◆ **What the exercise asks**: Nothing but the lines from the line with "the **arch**, I would be grateful." through the end of the data is to be copied, and each is to be copied exactly.
## begin
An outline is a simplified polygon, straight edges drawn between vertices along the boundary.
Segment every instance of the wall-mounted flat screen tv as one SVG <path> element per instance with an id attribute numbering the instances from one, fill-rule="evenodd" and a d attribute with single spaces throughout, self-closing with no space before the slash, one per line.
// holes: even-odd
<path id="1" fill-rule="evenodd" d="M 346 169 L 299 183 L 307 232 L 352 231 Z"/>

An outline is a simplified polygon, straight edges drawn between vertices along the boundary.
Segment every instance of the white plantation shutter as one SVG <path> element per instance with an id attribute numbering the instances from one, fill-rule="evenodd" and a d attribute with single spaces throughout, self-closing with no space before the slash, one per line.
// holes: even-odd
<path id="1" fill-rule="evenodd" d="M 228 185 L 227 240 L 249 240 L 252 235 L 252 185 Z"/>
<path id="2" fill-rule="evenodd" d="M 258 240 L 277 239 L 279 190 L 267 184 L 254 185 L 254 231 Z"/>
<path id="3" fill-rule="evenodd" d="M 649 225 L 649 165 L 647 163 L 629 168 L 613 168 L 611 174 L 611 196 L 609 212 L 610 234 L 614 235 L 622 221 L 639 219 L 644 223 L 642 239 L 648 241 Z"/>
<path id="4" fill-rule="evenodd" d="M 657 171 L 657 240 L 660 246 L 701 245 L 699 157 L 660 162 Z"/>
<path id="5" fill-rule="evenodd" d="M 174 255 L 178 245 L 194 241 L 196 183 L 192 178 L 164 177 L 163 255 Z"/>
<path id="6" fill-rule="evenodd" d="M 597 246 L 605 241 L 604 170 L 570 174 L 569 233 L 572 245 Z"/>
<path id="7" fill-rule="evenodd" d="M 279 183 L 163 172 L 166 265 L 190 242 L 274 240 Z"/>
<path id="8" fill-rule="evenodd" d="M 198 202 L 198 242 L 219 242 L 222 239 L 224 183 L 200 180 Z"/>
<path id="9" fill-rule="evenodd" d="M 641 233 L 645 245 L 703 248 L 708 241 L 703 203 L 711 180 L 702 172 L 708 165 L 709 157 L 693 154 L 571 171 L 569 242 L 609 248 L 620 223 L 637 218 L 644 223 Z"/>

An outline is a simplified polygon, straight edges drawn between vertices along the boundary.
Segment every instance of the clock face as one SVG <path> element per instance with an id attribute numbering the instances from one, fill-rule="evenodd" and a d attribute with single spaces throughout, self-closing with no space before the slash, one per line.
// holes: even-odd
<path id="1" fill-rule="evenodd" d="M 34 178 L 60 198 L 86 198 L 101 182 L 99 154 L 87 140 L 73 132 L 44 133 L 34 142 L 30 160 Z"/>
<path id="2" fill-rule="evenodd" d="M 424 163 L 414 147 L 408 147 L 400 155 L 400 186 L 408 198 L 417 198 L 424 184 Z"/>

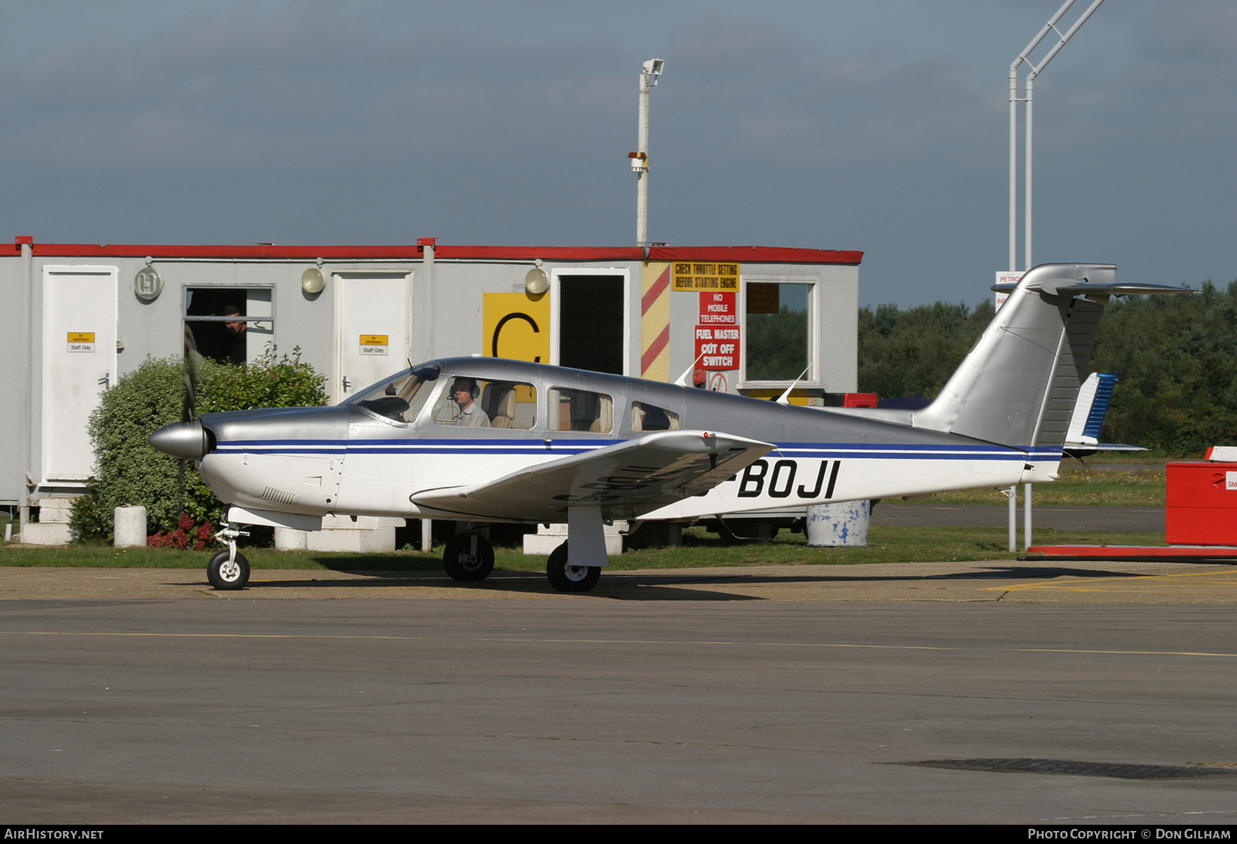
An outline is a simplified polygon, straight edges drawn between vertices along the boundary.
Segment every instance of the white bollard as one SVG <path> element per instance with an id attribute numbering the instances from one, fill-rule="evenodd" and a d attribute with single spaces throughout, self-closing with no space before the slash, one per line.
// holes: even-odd
<path id="1" fill-rule="evenodd" d="M 146 508 L 118 507 L 111 512 L 116 547 L 146 547 Z"/>
<path id="2" fill-rule="evenodd" d="M 808 545 L 813 547 L 867 547 L 867 499 L 815 504 L 808 508 Z"/>
<path id="3" fill-rule="evenodd" d="M 276 528 L 275 547 L 280 551 L 304 551 L 309 547 L 309 531 L 296 528 Z"/>

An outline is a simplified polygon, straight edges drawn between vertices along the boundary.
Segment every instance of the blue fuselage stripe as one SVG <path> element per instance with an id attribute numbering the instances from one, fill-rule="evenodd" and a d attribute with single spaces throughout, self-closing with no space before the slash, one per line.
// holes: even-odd
<path id="1" fill-rule="evenodd" d="M 623 440 L 228 440 L 216 454 L 265 455 L 575 455 Z M 1060 460 L 1059 447 L 1003 449 L 983 445 L 896 445 L 850 442 L 783 442 L 767 458 L 816 460 Z"/>

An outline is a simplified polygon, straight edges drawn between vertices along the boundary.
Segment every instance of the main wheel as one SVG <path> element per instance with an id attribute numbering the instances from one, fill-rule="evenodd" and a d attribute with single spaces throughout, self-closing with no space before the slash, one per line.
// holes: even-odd
<path id="1" fill-rule="evenodd" d="M 567 542 L 563 542 L 550 551 L 546 576 L 559 592 L 588 592 L 601 580 L 601 567 L 573 566 L 567 561 Z"/>
<path id="2" fill-rule="evenodd" d="M 249 560 L 244 554 L 238 554 L 229 562 L 228 551 L 220 551 L 207 563 L 207 580 L 216 589 L 244 589 L 249 583 Z"/>
<path id="3" fill-rule="evenodd" d="M 494 546 L 477 534 L 454 536 L 443 549 L 443 568 L 453 581 L 484 581 L 494 571 Z"/>

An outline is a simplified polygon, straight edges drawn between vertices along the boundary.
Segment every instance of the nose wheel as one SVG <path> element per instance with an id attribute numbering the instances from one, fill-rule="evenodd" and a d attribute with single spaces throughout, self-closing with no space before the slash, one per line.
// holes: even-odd
<path id="1" fill-rule="evenodd" d="M 549 584 L 559 592 L 588 592 L 601 580 L 600 566 L 573 566 L 567 556 L 567 542 L 550 551 L 546 562 Z"/>
<path id="2" fill-rule="evenodd" d="M 220 551 L 207 563 L 207 580 L 216 589 L 244 589 L 249 583 L 249 560 L 244 554 L 230 557 L 228 551 Z"/>
<path id="3" fill-rule="evenodd" d="M 454 536 L 443 549 L 443 568 L 453 581 L 484 581 L 494 571 L 494 546 L 477 534 Z"/>

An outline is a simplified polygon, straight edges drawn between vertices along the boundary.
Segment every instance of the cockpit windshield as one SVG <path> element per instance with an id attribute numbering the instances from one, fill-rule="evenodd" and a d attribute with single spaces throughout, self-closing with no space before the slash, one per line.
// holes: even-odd
<path id="1" fill-rule="evenodd" d="M 433 392 L 430 382 L 438 379 L 438 367 L 429 366 L 404 369 L 340 404 L 354 404 L 395 421 L 411 423 L 417 419 L 417 414 L 429 399 Z"/>

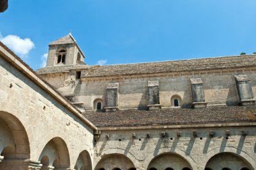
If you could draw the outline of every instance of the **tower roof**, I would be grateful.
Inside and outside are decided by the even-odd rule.
[[[69,34],[55,40],[49,44],[49,45],[56,45],[56,44],[72,44],[76,43],[75,38],[69,33]]]

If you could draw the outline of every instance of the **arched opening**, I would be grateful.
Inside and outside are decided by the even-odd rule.
[[[101,110],[101,103],[98,102],[97,103],[97,110]]]
[[[43,165],[42,169],[47,168],[49,166],[55,169],[69,168],[70,167],[69,154],[67,144],[59,137],[52,138],[47,142],[41,152],[38,160]]]
[[[189,162],[181,156],[172,153],[165,153],[154,157],[150,163],[148,169],[192,169]]]
[[[65,49],[61,49],[57,52],[57,64],[65,64],[67,52]]]
[[[103,100],[102,99],[96,99],[94,101],[94,110],[102,110],[103,109]]]
[[[177,99],[174,99],[173,100],[173,103],[174,104],[174,107],[178,107],[179,106],[179,101]]]
[[[191,170],[190,168],[185,167],[182,170]]]
[[[135,168],[133,163],[122,154],[110,154],[104,155],[97,163],[95,169],[129,169]]]
[[[20,121],[13,115],[0,111],[0,169],[15,167],[12,161],[29,159],[28,137]]]
[[[181,97],[179,95],[174,95],[170,98],[170,105],[172,107],[180,107],[181,106]]]
[[[48,167],[50,163],[49,158],[47,156],[44,155],[42,157],[40,162],[42,165],[42,167]]]
[[[244,158],[234,153],[221,153],[213,156],[207,163],[205,169],[251,169],[252,166]]]
[[[82,151],[78,156],[75,163],[75,169],[76,170],[92,170],[92,161],[88,151]]]
[[[81,54],[80,52],[77,52],[77,60],[79,61],[81,60]]]
[[[250,170],[250,169],[247,168],[247,167],[243,167],[241,170]]]

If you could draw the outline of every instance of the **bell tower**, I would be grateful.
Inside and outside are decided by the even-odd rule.
[[[49,44],[46,67],[85,65],[85,55],[69,33]]]

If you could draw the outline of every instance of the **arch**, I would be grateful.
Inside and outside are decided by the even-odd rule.
[[[45,166],[51,166],[55,168],[70,167],[69,153],[65,141],[60,137],[52,138],[44,147],[40,157],[39,161],[43,164],[46,157],[49,159],[49,163]],[[43,162],[42,162],[43,161]],[[44,168],[45,167],[42,167]]]
[[[214,155],[205,165],[205,169],[230,170],[242,168],[252,169],[252,166],[241,156],[228,152]]]
[[[182,100],[181,96],[179,95],[174,95],[170,97],[170,105],[172,107],[180,107],[182,105]]]
[[[82,151],[78,156],[75,163],[76,170],[92,170],[92,160],[87,151]]]
[[[66,60],[67,50],[65,48],[60,48],[56,53],[56,64],[65,64]]]
[[[24,126],[15,116],[3,111],[0,111],[0,153],[3,160],[30,158],[30,142]]]
[[[172,153],[164,153],[154,157],[150,163],[147,169],[152,167],[157,169],[192,169],[189,163],[181,155]]]
[[[97,98],[94,101],[94,110],[102,110],[103,109],[103,100],[100,98]]]
[[[249,169],[247,167],[243,167],[241,170],[250,170],[250,169]]]
[[[129,169],[135,168],[131,161],[123,154],[105,155],[95,167],[96,170],[104,169]]]
[[[250,170],[250,169],[249,169],[247,167],[243,167],[241,170]]]
[[[77,60],[81,60],[81,54],[79,52],[77,52]]]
## end
◆ **Worked answer**:
If you could draw the outline of every instance of the **arch**, I would be grateful.
Inside and outside are decided by the even-odd rule.
[[[45,166],[51,166],[55,168],[70,167],[69,153],[65,141],[60,137],[52,138],[44,147],[40,157],[39,161],[43,164],[46,157],[49,159],[49,163]],[[43,162],[42,162],[43,161]],[[44,168],[45,167],[42,167]]]
[[[214,155],[205,165],[205,169],[230,170],[242,168],[252,169],[252,166],[241,156],[228,152]]]
[[[182,100],[181,96],[179,95],[174,95],[170,97],[170,105],[172,107],[180,107],[182,105]]]
[[[82,151],[78,156],[75,163],[76,170],[92,170],[92,160],[87,151]]]
[[[66,60],[67,50],[65,48],[60,48],[56,53],[56,64],[65,64]]]
[[[24,126],[15,116],[3,111],[0,111],[0,153],[3,160],[30,158],[30,142]]]
[[[172,153],[164,153],[154,157],[150,163],[147,169],[152,167],[157,169],[192,169],[189,163],[181,155]]]
[[[97,98],[94,101],[94,110],[102,110],[103,109],[103,100],[100,98]]]
[[[249,169],[247,167],[243,167],[241,170],[250,170],[250,169]]]
[[[129,169],[135,168],[131,161],[123,154],[105,155],[95,167],[96,170],[104,169]]]
[[[250,170],[250,169],[249,169],[247,167],[243,167],[241,170]]]
[[[77,60],[81,60],[81,54],[79,52],[77,52]]]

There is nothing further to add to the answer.